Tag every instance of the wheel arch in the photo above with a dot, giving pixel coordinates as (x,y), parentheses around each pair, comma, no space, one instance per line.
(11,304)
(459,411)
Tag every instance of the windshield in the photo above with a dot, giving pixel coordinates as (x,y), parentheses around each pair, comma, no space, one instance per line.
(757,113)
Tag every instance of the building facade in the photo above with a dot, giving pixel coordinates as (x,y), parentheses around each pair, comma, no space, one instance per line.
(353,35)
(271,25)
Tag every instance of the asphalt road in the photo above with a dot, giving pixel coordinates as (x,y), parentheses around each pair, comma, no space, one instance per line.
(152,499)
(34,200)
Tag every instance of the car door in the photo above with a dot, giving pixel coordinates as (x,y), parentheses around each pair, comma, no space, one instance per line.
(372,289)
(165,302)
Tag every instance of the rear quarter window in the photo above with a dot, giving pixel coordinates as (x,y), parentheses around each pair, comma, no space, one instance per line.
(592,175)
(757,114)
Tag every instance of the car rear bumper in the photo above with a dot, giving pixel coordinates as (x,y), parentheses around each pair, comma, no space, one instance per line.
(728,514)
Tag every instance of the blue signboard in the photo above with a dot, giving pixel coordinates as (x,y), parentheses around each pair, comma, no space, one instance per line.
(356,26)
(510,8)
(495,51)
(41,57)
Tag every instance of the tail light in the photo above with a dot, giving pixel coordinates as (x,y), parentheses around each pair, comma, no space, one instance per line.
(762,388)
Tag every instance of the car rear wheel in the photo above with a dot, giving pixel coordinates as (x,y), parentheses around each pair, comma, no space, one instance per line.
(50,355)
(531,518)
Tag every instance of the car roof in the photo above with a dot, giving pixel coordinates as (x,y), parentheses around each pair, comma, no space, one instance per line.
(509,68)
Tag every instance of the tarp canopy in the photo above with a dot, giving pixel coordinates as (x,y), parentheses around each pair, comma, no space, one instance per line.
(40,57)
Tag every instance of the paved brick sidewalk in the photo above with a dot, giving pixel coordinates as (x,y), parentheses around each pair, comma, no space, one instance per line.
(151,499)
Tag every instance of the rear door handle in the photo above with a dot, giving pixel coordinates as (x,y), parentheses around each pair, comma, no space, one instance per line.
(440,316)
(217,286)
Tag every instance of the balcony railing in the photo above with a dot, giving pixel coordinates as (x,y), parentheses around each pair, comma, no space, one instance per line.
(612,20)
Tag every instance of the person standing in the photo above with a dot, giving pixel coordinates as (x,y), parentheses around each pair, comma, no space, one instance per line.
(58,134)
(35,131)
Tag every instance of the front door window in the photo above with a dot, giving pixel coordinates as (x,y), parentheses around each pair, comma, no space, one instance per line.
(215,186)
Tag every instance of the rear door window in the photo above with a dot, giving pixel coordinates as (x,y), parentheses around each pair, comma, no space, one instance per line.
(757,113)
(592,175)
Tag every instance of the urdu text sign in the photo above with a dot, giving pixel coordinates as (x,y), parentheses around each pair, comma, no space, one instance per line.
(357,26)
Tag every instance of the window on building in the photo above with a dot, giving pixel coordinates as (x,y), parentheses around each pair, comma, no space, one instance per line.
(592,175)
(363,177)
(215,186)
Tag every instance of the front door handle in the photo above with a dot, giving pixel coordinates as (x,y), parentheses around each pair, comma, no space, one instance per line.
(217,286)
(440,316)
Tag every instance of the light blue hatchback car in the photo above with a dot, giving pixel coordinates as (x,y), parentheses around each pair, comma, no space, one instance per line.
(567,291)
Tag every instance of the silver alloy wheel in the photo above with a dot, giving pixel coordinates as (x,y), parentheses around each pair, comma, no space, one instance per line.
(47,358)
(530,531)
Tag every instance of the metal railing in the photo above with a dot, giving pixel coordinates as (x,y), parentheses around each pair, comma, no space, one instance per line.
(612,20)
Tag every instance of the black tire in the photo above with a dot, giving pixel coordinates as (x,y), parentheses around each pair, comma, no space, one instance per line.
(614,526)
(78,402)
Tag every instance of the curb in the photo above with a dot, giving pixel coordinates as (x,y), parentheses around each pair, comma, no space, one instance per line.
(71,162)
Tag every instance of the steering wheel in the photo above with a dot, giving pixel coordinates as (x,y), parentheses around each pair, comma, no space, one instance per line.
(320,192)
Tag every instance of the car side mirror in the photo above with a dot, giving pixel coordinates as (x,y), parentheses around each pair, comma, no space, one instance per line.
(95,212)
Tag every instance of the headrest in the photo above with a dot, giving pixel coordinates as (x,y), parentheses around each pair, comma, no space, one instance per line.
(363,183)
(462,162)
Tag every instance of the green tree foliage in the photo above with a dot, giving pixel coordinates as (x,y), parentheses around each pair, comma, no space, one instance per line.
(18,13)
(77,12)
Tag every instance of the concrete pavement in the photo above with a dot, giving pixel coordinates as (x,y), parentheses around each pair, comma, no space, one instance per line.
-=-=-=-=-
GIVEN EXERCISE - Rewrite all of the data above, replacing "with a dot" with "with a point marker" wherever it occurs and leaving everything else unchanged.

OUTPUT FOR THIS EXERCISE -
Tag every instance of the wheel arch in the photo above with a point marker, giving pixel coordinates as (x,y), parentheses around each pair, comma, no space, one instance per line.
(11,304)
(459,411)
Tag every instance of the windshield in the photo above with a point marker, giving pixel coordinates as (x,y), parentheses around each pair, comma, no space, one instance per line.
(757,113)
Tag every instance of the building facade in the photo above with a point marker, giving pixel coordinates as (x,y), parentheses around each pair, comma, no space, one instance per line.
(353,35)
(271,25)
Tag every instance of the asphalt road in the photo above with a point marker, giving pixel coordinates as (x,y), parentheses around each pair, comma, no space, one instance per line.
(152,499)
(34,200)
Tag every instance of the car door in the photo above with a point marker, giving pixel coordinates as (x,y), parentheses around each pair, comma, no space, one instance per line.
(372,289)
(165,302)
Tag every instance of the rear quarter window in the photo above with a point marker, giving pixel coordinates as (x,y), parentheses around each pair, comma, no space, one instance per line.
(592,175)
(757,114)
Tag every instance of the car rear bumper in the photo above with a point marker, giving pixel coordinates as (x,y), parentheses around each pair, comma, no space, one instance per line.
(728,514)
Tag every instance of the blue signboard in the photo above with a point marker, giving pixel coordinates as (x,y), parentheses around each pair, comma, no space, one instance per line.
(356,26)
(510,8)
(495,51)
(41,57)
Tag every instance of the tail light in the photo above with a point marker, giving pixel coordinates as (x,y), parentheses around each pair, comma, no space, one instance per line.
(762,388)
Tag every instance of the car rear wheel in the photo above with a point marker, giving pixel coordinates as (x,y), parentheses around each pair, comma, no space, one instance per line.
(50,355)
(531,518)
Tag every instance of the car roof in the photo above with a point marker, giving pixel coordinates as (x,y), parentheses around each pair, comma, no space, one instance per line.
(509,68)
Tag every instance of the tarp canopy in the photo above with a point marker, giving pixel coordinates as (x,y), parentheses around each pair, comma, no space, one instance per line.
(40,57)
Tag every instance of the paved brick sidewalk in the photo above with a point marker, giving pixel coordinates as (x,y), parentheses around each pair, comma, no space, one instance per line.
(151,499)
Tag every instance of the rear door handle in the photo above with a point marker, giving pixel coordinates as (x,y), parentheses around each pair, comma, no space, one instance per line.
(440,316)
(217,286)
Tag every instance of the balcony railing in the photo above with a point marker, giving pixel coordinates as (x,y), parentheses around each pair, comma, no space, one instance per line.
(612,20)
Tag every instance of the person standing in the photo above with a point marker, giving pixel coordinates as (x,y), parentheses around each pair, comma, no space, one instance per line.
(58,134)
(35,131)
Tag every instance of the front door window in the photo above with a point marker, giving pixel coordinates as (x,y), parentheses around each pair, comma, no space, one instance per line.
(215,186)
Tag every instance of the rear door window in the photo above with a point marker, giving pixel coordinates as (x,y), parentheses around each pair, comma, no space, one instance per line.
(757,113)
(592,175)
Tag every instance of the urdu text sign in the photo above with a point marker, giving pixel coordinates as (x,y), parentheses around each pair, comma, no space, one instance per line.
(357,26)
Tag every instance of the window on building in the photo above with a point marker, giving pixel coordinates as (x,y), parentheses around each pair, comma, no space, one instance per line.
(592,175)
(363,177)
(215,186)
Tag every instance of the front door handle in the photo above with a point marker, giving pixel coordinates as (x,y), parentheses around each pair, comma, no space, one instance per line.
(217,286)
(440,316)
Tag every instance of the light blue hatchback car in the photo above with a point marker, giving pixel coordinates as (x,y), parentheses around each pair, comma, no space, one instance per line.
(567,291)
Tag every instance of the silver alloy wheel in the photo above with a point marker, giving pixel coordinates as (x,y), parentheses around each pair, comma, no space, one instance per line.
(47,358)
(530,531)
Tag every instance of the metal railing in the photo above with a point marker, giving pixel coordinates as (x,y), parentheses around each pair, comma, no space, one instance per line.
(612,20)
Tag every instance of the black tire in the photo above with a point marker, giving pixel coordinates as (x,y), parentheses around each pair, comma, no space, one instance per line.
(614,526)
(78,402)
Tag every instance of the curb in the photo above with a point marker, giving pixel coordinates as (x,y), parentheses around each pair, comma, no space, one instance per line.
(71,162)
Tag every instance of the steering wheel in the photo above with a point marker, giving pixel coordinates as (x,y), parentheses around each pair, comma, no space, one instance per line.
(320,192)
Tag every instance of the car side mirror in the photo above with a point marker, giving pixel coordinates as (x,y), parentheses around each pair, comma, no space, one instance per line.
(95,212)
Tag every instance of the headrest in the photo above with a point marker, giving pixel coordinates as (x,y), parentheses around each pair, comma, no space, one instance per line.
(363,183)
(462,162)
Tag every instance of the green tree foliage in the photo above with a point marker, giving pixel coordinates as (x,y), parentheses around each pair, comma, no space, one instance per line.
(18,13)
(77,12)
Tag every instance of the concrete pavement in the photo above with a point marker, giving pixel coordinates as (x,y), parentheses around each pair, comma, no space, one instance per line.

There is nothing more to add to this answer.